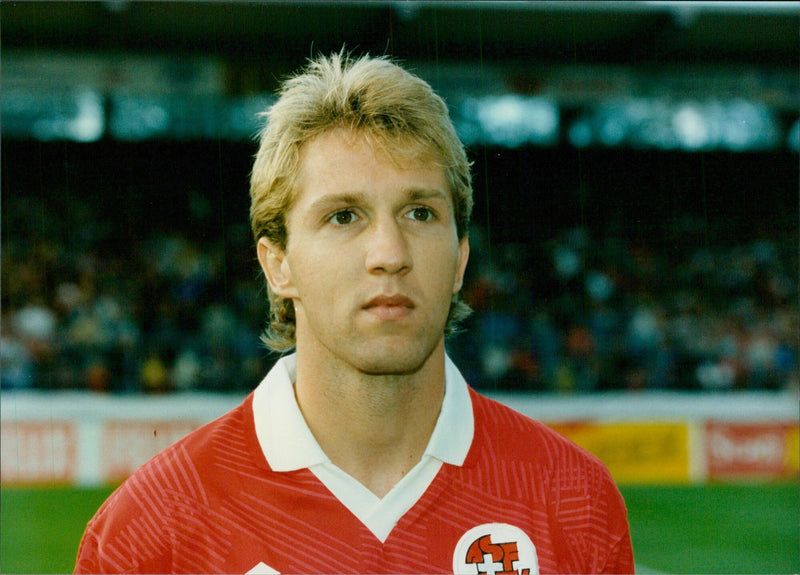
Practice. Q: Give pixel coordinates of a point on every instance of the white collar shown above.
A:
(288, 443)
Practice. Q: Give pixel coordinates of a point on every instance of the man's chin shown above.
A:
(395, 360)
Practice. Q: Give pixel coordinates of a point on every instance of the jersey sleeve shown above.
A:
(124, 537)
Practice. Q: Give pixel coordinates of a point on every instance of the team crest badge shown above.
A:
(495, 549)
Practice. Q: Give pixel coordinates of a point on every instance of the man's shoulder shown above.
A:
(520, 436)
(188, 466)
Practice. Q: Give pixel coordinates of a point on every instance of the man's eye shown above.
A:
(421, 214)
(343, 217)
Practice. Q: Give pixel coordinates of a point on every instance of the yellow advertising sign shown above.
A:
(635, 452)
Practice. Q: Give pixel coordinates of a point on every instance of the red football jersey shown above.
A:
(526, 500)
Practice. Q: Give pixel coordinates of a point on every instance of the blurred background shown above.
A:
(634, 261)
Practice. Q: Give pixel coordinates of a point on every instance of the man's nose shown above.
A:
(387, 249)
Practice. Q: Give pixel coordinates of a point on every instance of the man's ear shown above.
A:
(276, 268)
(463, 258)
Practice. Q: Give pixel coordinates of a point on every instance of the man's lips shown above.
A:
(390, 306)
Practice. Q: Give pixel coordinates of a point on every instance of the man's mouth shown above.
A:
(390, 306)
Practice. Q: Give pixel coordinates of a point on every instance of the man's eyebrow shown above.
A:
(336, 200)
(416, 194)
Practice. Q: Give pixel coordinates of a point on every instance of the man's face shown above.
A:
(372, 258)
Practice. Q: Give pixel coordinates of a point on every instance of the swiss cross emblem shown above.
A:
(495, 549)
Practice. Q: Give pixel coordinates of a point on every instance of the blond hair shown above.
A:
(371, 95)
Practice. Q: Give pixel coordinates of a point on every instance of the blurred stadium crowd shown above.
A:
(580, 313)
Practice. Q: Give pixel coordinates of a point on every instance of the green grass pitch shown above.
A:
(750, 528)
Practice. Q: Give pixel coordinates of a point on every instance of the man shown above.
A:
(364, 451)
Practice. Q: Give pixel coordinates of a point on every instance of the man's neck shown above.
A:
(375, 428)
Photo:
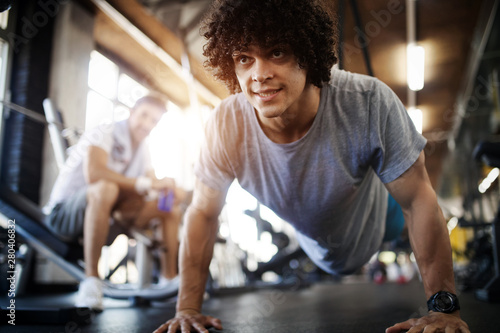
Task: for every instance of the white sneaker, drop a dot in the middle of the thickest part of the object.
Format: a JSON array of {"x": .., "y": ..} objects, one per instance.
[
  {"x": 90, "y": 294},
  {"x": 167, "y": 284}
]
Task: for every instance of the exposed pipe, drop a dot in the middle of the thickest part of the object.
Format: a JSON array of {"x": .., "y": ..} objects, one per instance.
[{"x": 155, "y": 50}]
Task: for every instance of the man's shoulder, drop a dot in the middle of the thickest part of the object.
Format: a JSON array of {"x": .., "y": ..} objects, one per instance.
[{"x": 345, "y": 81}]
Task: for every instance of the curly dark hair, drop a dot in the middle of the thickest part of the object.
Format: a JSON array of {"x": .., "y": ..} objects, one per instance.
[{"x": 233, "y": 25}]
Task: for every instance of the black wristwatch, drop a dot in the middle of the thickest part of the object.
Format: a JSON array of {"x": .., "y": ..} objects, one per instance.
[{"x": 443, "y": 301}]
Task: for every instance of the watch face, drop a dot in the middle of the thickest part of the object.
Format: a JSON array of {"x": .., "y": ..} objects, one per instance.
[{"x": 444, "y": 302}]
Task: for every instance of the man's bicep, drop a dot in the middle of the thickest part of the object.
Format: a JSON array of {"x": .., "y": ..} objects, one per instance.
[
  {"x": 207, "y": 200},
  {"x": 412, "y": 183}
]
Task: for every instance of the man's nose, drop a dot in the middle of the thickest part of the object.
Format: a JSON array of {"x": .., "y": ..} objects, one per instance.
[{"x": 261, "y": 71}]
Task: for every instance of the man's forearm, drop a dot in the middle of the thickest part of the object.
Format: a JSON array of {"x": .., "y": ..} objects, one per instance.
[
  {"x": 431, "y": 245},
  {"x": 195, "y": 256}
]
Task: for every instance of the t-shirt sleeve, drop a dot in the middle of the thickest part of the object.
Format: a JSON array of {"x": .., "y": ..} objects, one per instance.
[
  {"x": 213, "y": 167},
  {"x": 395, "y": 144}
]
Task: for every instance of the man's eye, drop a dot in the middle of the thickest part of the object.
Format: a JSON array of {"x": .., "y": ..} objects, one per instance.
[{"x": 278, "y": 54}]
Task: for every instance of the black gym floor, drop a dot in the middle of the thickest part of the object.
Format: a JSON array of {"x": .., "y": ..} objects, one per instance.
[{"x": 322, "y": 307}]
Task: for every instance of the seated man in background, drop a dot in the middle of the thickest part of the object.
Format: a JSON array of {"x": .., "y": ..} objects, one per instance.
[
  {"x": 321, "y": 149},
  {"x": 109, "y": 174}
]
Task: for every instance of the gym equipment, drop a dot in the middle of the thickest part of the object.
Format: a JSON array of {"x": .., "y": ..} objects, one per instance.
[{"x": 31, "y": 230}]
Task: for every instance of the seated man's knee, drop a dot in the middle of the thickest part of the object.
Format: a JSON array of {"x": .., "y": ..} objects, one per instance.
[{"x": 103, "y": 192}]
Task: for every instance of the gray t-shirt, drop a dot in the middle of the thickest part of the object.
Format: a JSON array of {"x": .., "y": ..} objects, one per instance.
[{"x": 326, "y": 183}]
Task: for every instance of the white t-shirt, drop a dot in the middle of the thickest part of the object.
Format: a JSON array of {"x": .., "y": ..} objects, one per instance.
[{"x": 116, "y": 141}]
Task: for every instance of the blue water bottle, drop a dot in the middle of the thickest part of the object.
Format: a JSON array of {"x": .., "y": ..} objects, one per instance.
[{"x": 166, "y": 200}]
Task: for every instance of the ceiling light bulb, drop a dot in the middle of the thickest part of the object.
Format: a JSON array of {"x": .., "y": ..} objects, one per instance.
[{"x": 415, "y": 66}]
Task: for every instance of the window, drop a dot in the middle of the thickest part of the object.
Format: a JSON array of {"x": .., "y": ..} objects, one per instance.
[{"x": 111, "y": 92}]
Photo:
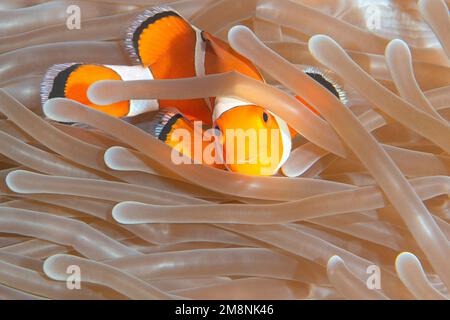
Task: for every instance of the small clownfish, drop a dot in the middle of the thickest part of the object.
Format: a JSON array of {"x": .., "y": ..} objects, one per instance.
[{"x": 163, "y": 45}]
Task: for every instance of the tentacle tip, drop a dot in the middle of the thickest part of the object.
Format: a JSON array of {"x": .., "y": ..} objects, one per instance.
[
  {"x": 109, "y": 156},
  {"x": 49, "y": 267},
  {"x": 117, "y": 212},
  {"x": 334, "y": 260},
  {"x": 12, "y": 178}
]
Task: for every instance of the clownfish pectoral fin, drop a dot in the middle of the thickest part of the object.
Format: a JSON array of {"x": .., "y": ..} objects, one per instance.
[
  {"x": 72, "y": 80},
  {"x": 154, "y": 33},
  {"x": 178, "y": 132}
]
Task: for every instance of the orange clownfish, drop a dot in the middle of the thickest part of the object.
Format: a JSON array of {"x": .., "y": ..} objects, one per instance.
[{"x": 163, "y": 45}]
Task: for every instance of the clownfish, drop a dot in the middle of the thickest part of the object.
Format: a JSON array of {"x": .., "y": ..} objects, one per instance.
[{"x": 163, "y": 45}]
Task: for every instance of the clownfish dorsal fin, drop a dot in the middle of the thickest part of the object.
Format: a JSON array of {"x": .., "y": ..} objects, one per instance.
[
  {"x": 221, "y": 58},
  {"x": 153, "y": 33}
]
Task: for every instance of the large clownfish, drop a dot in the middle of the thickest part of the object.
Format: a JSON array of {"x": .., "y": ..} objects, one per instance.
[{"x": 163, "y": 45}]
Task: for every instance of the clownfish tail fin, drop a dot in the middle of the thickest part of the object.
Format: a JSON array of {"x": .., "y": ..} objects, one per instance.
[
  {"x": 164, "y": 122},
  {"x": 326, "y": 80},
  {"x": 152, "y": 34}
]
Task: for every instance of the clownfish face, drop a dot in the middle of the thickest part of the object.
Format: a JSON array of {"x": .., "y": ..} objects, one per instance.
[{"x": 254, "y": 141}]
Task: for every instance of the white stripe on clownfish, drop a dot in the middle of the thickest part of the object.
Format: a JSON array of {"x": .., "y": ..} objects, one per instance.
[{"x": 128, "y": 73}]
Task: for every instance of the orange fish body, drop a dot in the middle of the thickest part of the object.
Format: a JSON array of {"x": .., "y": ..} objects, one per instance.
[{"x": 163, "y": 45}]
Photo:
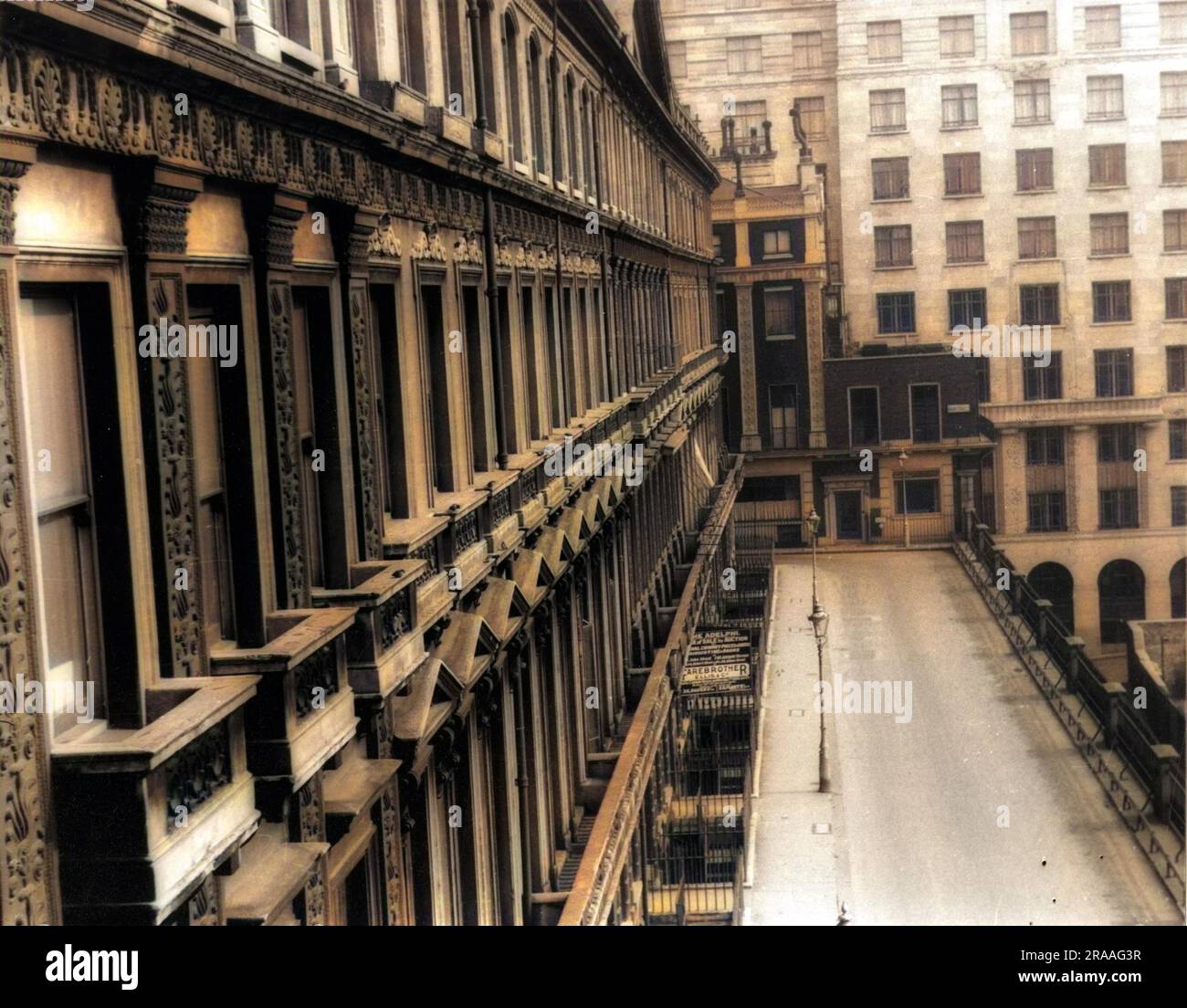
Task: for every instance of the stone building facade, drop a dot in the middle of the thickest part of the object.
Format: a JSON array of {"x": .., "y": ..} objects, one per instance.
[
  {"x": 1022, "y": 162},
  {"x": 307, "y": 311}
]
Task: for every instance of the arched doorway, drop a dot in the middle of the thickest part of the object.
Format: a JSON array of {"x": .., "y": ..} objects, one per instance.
[
  {"x": 1055, "y": 583},
  {"x": 1122, "y": 588},
  {"x": 1179, "y": 590}
]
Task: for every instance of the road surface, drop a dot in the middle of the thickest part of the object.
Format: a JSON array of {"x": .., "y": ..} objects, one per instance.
[{"x": 977, "y": 810}]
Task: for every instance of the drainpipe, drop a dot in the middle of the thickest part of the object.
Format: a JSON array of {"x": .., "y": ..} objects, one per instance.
[
  {"x": 495, "y": 328},
  {"x": 522, "y": 782}
]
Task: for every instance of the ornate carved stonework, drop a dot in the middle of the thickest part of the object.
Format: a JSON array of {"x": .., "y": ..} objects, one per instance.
[
  {"x": 428, "y": 244},
  {"x": 26, "y": 884},
  {"x": 392, "y": 849},
  {"x": 364, "y": 426},
  {"x": 174, "y": 459},
  {"x": 280, "y": 320},
  {"x": 383, "y": 242}
]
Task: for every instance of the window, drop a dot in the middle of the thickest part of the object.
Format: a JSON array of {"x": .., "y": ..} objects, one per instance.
[
  {"x": 891, "y": 178},
  {"x": 1107, "y": 164},
  {"x": 917, "y": 495},
  {"x": 678, "y": 58},
  {"x": 779, "y": 311},
  {"x": 1176, "y": 368},
  {"x": 1120, "y": 587},
  {"x": 537, "y": 103},
  {"x": 1115, "y": 373},
  {"x": 748, "y": 131},
  {"x": 1045, "y": 446},
  {"x": 1107, "y": 98},
  {"x": 1110, "y": 234},
  {"x": 1032, "y": 101},
  {"x": 1036, "y": 237},
  {"x": 1045, "y": 510},
  {"x": 1178, "y": 436},
  {"x": 1102, "y": 26},
  {"x": 1110, "y": 303},
  {"x": 897, "y": 312},
  {"x": 1174, "y": 162},
  {"x": 888, "y": 110},
  {"x": 776, "y": 244},
  {"x": 863, "y": 417},
  {"x": 807, "y": 51},
  {"x": 891, "y": 246},
  {"x": 1039, "y": 304},
  {"x": 957, "y": 37},
  {"x": 960, "y": 105},
  {"x": 1043, "y": 383},
  {"x": 883, "y": 40},
  {"x": 743, "y": 55},
  {"x": 1028, "y": 34},
  {"x": 966, "y": 308},
  {"x": 961, "y": 174},
  {"x": 1035, "y": 169},
  {"x": 783, "y": 430},
  {"x": 925, "y": 414},
  {"x": 1174, "y": 94},
  {"x": 1179, "y": 506},
  {"x": 1174, "y": 230},
  {"x": 1116, "y": 443},
  {"x": 510, "y": 88},
  {"x": 411, "y": 36},
  {"x": 1119, "y": 509},
  {"x": 1173, "y": 22},
  {"x": 965, "y": 241},
  {"x": 812, "y": 115},
  {"x": 1176, "y": 297}
]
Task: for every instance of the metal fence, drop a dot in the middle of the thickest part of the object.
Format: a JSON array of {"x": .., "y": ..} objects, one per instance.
[{"x": 1120, "y": 728}]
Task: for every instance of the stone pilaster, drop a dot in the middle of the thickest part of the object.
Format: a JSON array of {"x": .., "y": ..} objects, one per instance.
[
  {"x": 274, "y": 299},
  {"x": 27, "y": 869},
  {"x": 155, "y": 216},
  {"x": 751, "y": 441},
  {"x": 352, "y": 256}
]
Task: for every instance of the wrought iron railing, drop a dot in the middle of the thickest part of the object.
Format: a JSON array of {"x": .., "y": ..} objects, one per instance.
[{"x": 1037, "y": 632}]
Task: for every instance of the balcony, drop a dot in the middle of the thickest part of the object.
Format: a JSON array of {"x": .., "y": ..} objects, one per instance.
[
  {"x": 383, "y": 646},
  {"x": 142, "y": 815},
  {"x": 303, "y": 712},
  {"x": 1048, "y": 412}
]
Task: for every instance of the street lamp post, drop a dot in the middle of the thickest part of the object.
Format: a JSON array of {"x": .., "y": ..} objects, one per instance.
[{"x": 819, "y": 621}]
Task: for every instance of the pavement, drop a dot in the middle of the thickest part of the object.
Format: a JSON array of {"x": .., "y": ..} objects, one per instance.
[{"x": 976, "y": 810}]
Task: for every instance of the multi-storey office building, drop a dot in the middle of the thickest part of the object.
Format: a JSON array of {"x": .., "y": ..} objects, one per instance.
[
  {"x": 295, "y": 301},
  {"x": 882, "y": 449},
  {"x": 1022, "y": 163}
]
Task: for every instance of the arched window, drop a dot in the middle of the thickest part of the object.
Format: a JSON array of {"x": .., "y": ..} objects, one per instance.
[
  {"x": 588, "y": 133},
  {"x": 1055, "y": 583},
  {"x": 1122, "y": 589},
  {"x": 1179, "y": 590},
  {"x": 535, "y": 99},
  {"x": 487, "y": 70},
  {"x": 412, "y": 44},
  {"x": 455, "y": 50},
  {"x": 510, "y": 87},
  {"x": 571, "y": 130}
]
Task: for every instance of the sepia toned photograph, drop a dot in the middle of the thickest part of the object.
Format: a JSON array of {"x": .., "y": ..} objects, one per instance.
[{"x": 594, "y": 462}]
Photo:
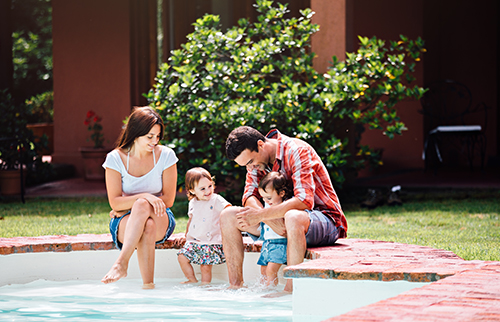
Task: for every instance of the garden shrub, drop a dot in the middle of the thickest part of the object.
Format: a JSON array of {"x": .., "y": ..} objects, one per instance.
[{"x": 261, "y": 74}]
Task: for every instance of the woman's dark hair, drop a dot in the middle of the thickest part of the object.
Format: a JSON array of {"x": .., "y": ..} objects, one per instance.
[
  {"x": 278, "y": 182},
  {"x": 241, "y": 138},
  {"x": 193, "y": 176},
  {"x": 139, "y": 124}
]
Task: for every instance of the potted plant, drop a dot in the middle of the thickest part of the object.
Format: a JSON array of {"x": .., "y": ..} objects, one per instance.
[
  {"x": 17, "y": 146},
  {"x": 40, "y": 110},
  {"x": 94, "y": 156}
]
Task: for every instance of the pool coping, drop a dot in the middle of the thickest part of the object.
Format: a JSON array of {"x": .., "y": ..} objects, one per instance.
[{"x": 460, "y": 290}]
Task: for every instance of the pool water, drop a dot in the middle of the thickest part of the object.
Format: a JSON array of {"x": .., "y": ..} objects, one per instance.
[{"x": 78, "y": 300}]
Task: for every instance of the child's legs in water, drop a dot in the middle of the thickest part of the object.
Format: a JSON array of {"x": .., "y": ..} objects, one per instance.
[
  {"x": 187, "y": 269},
  {"x": 271, "y": 273},
  {"x": 206, "y": 274}
]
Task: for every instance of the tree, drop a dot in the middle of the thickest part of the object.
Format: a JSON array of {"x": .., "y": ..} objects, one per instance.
[{"x": 260, "y": 74}]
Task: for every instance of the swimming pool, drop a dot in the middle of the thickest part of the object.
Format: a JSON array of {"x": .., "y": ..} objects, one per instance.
[{"x": 66, "y": 286}]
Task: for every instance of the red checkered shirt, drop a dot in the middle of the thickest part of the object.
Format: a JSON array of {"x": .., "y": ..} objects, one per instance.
[{"x": 299, "y": 162}]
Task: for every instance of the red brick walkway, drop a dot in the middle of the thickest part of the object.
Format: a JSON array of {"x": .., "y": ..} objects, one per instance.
[{"x": 460, "y": 290}]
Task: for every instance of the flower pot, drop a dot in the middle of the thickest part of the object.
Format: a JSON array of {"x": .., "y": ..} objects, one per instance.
[
  {"x": 10, "y": 182},
  {"x": 39, "y": 129},
  {"x": 93, "y": 158}
]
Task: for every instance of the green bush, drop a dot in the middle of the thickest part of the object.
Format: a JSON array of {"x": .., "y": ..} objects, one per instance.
[{"x": 261, "y": 74}]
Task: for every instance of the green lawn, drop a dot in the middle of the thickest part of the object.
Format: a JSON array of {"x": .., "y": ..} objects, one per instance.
[{"x": 468, "y": 226}]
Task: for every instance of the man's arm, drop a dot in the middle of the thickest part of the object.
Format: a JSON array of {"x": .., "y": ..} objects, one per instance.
[{"x": 273, "y": 216}]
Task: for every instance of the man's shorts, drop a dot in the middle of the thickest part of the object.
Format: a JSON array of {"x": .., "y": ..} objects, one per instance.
[
  {"x": 114, "y": 223},
  {"x": 273, "y": 251},
  {"x": 322, "y": 230}
]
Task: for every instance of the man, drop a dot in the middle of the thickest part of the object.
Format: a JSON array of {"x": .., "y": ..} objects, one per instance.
[{"x": 312, "y": 217}]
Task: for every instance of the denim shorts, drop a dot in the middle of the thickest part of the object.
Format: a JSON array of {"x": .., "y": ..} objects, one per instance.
[
  {"x": 322, "y": 230},
  {"x": 273, "y": 251},
  {"x": 114, "y": 223}
]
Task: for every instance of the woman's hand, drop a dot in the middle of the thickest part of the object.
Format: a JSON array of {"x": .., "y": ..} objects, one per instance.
[
  {"x": 158, "y": 205},
  {"x": 117, "y": 214}
]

::::::::::

Using the records above, give the count of lines with the word "arched", and write nothing more.

__Exercise solution__: 2